**Work order 1:** From the text on graphene oxide membranes, extract the passage between "Under the support" and "selective H2 separation.", inclusive.
**Work order 2:** According to the text on graphene oxide membranes, how thick were the GO membranes made by vacuum filtration?

**Extract:**
Two-dimensional, graphene-based materials, such as GO (structure shown in Figure 1), have attracted great attention as a new membrane building block, primarily owing to their potential to make ultimate membranes with the thinnest thickness and thus provide the highest permeance for effective sieving, assuming comparable porosity to conventional membranes and uniform molecular-sized pores. Great challenge, however, exists to fabricate large area, ultrathin GO membranes that have negligible undesired transport pathways, such as grain boundaries, tears, cracks, etc. Our research in this direction is focused on fabrication, nanostructure clarification, and separation study of ultrathin, GO-based membranes.
Under the support by NSF Career Award and DOE/NETL, we obtained the following key results and reported them in peer-reviewed journals:
· We demonstrated the feasibility of using a facile vacuum filtration process to fabricate ultrathin GO membranes (thickness of ~ 1.8 nm) for highly selective H2 separation.

**Records provided:**
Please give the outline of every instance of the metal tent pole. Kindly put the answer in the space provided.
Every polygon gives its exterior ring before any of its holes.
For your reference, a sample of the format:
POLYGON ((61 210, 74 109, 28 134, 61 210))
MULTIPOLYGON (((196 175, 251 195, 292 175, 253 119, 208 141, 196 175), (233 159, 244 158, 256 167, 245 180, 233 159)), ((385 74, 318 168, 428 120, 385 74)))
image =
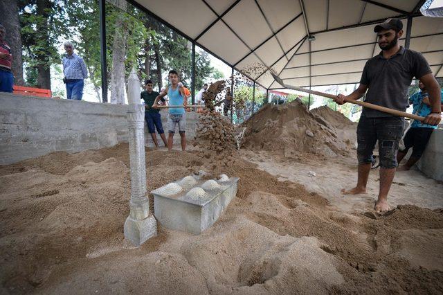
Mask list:
POLYGON ((100 11, 100 54, 102 64, 102 101, 108 102, 108 78, 106 60, 106 0, 98 0, 100 11))
POLYGON ((192 68, 191 73, 192 104, 195 105, 195 42, 192 42, 192 68))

**Exercise result 1:**
Under the support by NSF Career Award and DOE/NETL, we obtained the following key results and reported them in peer-reviewed journals:
· We demonstrated the feasibility of using a facile vacuum filtration process to fabricate ultrathin GO membranes (thickness of ~ 1.8 nm) for highly selective H2 separation.

**Exercise result 2:** About 1.8 nm.